Selected text:
○ ○ ○ ○ ○ ○ ○

When it comes to conservation it is clear that nature doesn’t care about our geographic borders, after all they are only lines on a map. Most borders do not have a physical barrier to prevent the movement of animals or people between the two territories. Even if they did, birds are one group of animals that can pass on right through due to their natural superpower of flight. Given how uncertain times are at the moment with the ongoing coronavirus pandemic and the global political landscape, it’s great to see a refreshing documentary. Birders documents ornithologists (people that study birds) and their efforts on both sides of the Rio Grande in both the US and Mexico, as it is a haven for migrating birds.

○ ○ ○ ○ ○ ○ ○

Work request 1:
Reproduce part of the passage on the Birders documentary word for word, beginning at the words "When it comes" and stopping after "for migrating birds.".
Work request 2:
Answer these questions from the passage on the Birders documentary:
(a) According to the passage, what do most borders not have?
(b) What natural superpower lets birds pass right through borders?
(c) Along which river do the ornithologists work on both sides?
Work request 3:
Pick up the passage on the Birders documentary after its final sentence and keep writing.
The data after this point is separate material, unrelated to the passage on the Birders documentary.

Source material:
○ ○ ○ ○ ○ ○ ○

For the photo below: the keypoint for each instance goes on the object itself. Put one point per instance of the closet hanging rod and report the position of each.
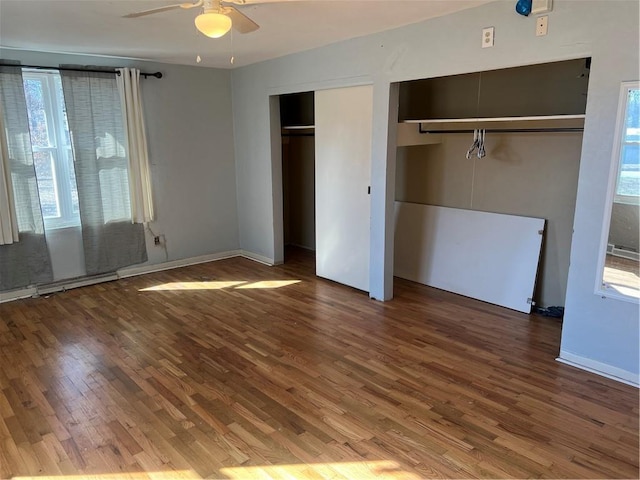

○ ○ ○ ○ ○ ○ ○

Response box 1:
When it comes to conservation it is clear that nature doesn’t care about our geographic borders, after all they are only lines on a map. Most borders do not have a physical barrier to prevent the movement of animals or people between the two territories. Even if they did, birds are one group of animals that can pass on right through due to their natural superpower of flight. Given how uncertain times are at the moment with the ongoing coronavirus pandemic and the global political landscape, it’s great to see a refreshing documentary. Birders documents ornithologists (people that study birds) and their efforts on both sides of the Rio Grande in both the US and Mexico, as it is a haven for migrating birds.

Response box 2:
(a) A physical barrier to prevent the movement of animals or people between the two territories.
(b) Flight.
(c) The Rio Grande.

Response box 3:
Some of these species will migrate all the way from Canada and back again come the spring, migrating south through Texas to stock up on food before continuing their migration further south. This gives ornithologists the perfect opportunity to study the birds and ring them on this trip, allowing individual birds to be recognised later. Some of this habitat has unfortunately been developed (there is a surprise) however portions of it are being restored and reforested to provide birds safe migration flyways. Of course, with the birds come a whole community of people to see them. Twitchers pay good money to visit and stay in the area in the hope of ticking a few more species off of their life list, yet another reason to help protect the area and the wildlife is supports.
It’s great to see that the Americans don’t share the same views or animosity towards the human migrants, as they do the avian ones. Perhaps this boundary is a way to help change those views and attitudes. Birds have no concept of boundaries and perhaps we can learn a lot more from them than we originally thought.